Short exercise | Copy the lines below word for word, starting at the line that contains "Mark each instance of the wet" and ending at the last line of the rows, with both of those lines included.

Material for the task |
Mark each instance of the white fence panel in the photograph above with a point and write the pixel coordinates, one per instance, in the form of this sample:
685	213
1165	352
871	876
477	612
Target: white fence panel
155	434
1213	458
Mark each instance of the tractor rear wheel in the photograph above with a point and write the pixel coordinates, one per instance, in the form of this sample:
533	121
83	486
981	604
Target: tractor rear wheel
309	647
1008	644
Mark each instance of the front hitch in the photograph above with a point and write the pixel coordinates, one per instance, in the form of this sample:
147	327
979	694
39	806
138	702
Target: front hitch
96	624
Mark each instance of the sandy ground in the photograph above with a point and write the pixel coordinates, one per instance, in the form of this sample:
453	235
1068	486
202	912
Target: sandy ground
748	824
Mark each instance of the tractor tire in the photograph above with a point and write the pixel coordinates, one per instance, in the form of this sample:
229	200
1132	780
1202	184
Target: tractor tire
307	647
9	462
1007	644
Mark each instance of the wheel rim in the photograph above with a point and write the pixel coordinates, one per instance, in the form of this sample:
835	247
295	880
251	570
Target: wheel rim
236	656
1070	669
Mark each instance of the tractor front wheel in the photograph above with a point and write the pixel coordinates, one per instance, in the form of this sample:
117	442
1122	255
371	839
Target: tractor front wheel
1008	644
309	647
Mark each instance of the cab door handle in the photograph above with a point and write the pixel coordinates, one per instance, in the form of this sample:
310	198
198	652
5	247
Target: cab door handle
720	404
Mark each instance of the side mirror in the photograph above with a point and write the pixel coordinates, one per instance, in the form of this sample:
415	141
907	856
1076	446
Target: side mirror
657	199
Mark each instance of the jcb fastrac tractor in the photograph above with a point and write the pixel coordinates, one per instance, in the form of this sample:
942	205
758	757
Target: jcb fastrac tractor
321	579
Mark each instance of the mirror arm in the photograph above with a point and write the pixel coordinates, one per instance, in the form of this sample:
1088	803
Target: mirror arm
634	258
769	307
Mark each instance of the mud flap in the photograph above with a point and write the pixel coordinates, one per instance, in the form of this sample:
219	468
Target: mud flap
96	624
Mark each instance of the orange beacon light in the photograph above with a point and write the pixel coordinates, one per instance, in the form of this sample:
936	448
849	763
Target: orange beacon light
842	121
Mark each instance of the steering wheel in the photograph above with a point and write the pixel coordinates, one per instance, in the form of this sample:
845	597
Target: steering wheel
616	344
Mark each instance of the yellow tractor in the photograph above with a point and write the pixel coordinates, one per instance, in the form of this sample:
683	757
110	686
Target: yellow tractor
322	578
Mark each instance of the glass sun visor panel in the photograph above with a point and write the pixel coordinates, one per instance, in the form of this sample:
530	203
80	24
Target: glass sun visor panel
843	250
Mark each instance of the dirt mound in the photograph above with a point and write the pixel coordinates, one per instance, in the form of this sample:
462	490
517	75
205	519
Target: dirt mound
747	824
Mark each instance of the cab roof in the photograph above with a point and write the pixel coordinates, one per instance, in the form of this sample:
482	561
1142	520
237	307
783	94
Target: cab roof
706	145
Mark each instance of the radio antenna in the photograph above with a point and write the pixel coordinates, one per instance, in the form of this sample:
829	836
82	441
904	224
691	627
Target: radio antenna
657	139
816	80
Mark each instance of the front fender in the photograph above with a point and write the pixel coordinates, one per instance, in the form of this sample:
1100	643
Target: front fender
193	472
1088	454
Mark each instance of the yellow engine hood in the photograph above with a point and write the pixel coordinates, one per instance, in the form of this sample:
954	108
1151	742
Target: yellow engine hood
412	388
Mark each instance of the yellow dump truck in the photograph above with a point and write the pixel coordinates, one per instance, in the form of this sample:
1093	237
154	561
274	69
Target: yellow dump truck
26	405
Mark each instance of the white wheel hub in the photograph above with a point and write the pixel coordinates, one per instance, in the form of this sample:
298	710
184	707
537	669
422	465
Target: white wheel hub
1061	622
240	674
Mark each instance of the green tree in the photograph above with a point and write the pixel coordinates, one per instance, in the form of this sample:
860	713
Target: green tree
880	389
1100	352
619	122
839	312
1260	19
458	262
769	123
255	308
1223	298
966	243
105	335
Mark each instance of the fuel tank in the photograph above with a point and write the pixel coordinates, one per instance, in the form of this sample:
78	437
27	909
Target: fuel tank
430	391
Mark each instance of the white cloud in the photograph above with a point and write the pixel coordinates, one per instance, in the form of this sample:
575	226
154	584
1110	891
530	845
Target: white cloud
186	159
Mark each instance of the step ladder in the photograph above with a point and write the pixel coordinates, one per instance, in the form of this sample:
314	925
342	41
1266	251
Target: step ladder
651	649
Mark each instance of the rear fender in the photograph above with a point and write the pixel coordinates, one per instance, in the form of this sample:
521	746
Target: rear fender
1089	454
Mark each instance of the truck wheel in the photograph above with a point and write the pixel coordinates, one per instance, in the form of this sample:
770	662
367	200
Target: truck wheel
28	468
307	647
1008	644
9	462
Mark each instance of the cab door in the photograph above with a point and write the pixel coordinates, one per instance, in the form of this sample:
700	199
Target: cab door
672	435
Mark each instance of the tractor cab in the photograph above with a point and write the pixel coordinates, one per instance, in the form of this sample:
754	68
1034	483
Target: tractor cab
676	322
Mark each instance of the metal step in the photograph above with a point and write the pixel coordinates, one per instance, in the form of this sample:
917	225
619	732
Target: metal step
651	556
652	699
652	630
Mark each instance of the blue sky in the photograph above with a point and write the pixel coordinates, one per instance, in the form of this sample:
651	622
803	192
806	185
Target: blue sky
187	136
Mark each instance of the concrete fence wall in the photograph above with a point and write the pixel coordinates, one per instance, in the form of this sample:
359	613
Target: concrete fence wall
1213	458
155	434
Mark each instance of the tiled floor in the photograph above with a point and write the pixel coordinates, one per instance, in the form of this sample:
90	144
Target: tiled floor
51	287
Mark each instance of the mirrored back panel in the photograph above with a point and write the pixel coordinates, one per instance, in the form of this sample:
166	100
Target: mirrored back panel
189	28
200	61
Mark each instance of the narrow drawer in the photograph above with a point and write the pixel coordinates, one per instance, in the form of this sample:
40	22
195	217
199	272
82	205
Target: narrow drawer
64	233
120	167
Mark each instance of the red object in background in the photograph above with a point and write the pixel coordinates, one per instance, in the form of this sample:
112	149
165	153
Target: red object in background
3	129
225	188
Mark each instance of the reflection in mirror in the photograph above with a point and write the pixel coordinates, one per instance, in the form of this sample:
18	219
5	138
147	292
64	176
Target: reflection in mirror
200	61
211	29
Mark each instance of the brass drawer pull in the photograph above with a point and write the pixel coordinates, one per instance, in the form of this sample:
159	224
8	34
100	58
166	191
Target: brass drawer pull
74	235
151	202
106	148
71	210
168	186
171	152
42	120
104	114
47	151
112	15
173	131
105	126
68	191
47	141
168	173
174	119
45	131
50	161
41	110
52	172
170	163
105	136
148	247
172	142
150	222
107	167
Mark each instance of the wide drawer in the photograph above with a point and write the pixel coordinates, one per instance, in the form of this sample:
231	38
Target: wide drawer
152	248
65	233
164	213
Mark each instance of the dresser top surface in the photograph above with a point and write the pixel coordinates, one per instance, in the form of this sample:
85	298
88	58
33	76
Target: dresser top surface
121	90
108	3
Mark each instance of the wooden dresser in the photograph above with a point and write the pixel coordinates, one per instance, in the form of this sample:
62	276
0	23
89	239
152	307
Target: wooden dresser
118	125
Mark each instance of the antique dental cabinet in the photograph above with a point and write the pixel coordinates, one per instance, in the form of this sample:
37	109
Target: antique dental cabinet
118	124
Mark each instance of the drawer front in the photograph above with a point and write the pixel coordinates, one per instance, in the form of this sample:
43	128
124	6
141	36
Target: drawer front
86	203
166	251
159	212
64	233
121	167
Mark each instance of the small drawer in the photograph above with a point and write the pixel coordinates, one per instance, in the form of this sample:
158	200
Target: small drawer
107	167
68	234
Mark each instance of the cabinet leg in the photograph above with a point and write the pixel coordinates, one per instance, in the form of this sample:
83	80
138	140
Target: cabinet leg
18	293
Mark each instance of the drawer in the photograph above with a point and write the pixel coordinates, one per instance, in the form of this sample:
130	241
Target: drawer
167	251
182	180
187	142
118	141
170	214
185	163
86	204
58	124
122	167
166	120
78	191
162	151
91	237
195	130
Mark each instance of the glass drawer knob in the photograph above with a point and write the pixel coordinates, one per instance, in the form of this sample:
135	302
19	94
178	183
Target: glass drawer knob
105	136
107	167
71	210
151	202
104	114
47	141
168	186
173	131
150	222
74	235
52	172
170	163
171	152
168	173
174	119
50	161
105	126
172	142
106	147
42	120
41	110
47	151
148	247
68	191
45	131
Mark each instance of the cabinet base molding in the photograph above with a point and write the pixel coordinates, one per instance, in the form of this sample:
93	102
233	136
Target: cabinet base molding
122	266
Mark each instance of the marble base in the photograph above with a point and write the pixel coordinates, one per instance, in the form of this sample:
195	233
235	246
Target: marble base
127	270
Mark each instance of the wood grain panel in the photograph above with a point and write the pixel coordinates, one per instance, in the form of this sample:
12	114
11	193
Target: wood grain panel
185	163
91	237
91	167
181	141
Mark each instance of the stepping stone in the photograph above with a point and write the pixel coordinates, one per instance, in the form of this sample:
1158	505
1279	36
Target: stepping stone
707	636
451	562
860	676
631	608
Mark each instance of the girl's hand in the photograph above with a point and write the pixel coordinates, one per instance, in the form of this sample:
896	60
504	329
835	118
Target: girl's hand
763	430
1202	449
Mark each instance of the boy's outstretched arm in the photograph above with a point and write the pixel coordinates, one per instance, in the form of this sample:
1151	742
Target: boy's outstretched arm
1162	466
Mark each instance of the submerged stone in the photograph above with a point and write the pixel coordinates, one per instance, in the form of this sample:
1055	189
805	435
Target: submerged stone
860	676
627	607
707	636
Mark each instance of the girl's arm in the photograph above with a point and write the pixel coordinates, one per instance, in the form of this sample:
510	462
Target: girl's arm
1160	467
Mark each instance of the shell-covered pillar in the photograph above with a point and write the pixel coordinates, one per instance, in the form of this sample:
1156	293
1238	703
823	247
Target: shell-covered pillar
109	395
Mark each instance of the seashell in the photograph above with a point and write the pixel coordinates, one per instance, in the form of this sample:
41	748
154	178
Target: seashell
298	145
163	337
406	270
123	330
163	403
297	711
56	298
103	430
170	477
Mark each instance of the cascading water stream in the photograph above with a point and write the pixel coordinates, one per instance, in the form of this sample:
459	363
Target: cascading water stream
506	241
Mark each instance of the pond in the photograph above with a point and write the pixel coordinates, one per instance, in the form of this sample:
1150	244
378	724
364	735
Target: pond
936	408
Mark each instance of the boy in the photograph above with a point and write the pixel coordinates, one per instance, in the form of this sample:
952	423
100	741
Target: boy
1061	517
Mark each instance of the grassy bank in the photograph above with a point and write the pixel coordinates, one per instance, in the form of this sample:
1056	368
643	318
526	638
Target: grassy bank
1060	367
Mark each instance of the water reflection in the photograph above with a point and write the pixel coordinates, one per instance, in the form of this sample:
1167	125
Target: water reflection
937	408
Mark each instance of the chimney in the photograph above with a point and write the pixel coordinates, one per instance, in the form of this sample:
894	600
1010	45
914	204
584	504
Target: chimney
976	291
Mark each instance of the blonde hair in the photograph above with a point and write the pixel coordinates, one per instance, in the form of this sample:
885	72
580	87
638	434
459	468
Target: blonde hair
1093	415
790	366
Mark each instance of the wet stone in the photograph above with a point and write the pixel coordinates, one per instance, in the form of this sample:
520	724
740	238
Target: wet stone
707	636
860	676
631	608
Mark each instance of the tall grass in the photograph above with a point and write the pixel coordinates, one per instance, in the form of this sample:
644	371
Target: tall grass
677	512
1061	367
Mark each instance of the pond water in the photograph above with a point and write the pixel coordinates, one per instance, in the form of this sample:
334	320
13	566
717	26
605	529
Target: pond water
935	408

Response to this exercise |
Mark each instance of the wet stone in the photograph above with a point and write the pixel coordinates, one per instance, in the form of this sample:
520	724
740	238
Target: wet stone
707	636
860	676
631	608
Mark each instance of the tall grass in the photograph above with a point and write the pixel coordinates, one per instance, in the form of this sample:
644	371
Target: tall grass
677	512
1061	367
Mark each instance of the pond water in the photograph above with a point and write the pixel coordinates, one per instance, in the form of this sample:
334	320
13	566
717	26
605	529
Target: pond water
935	408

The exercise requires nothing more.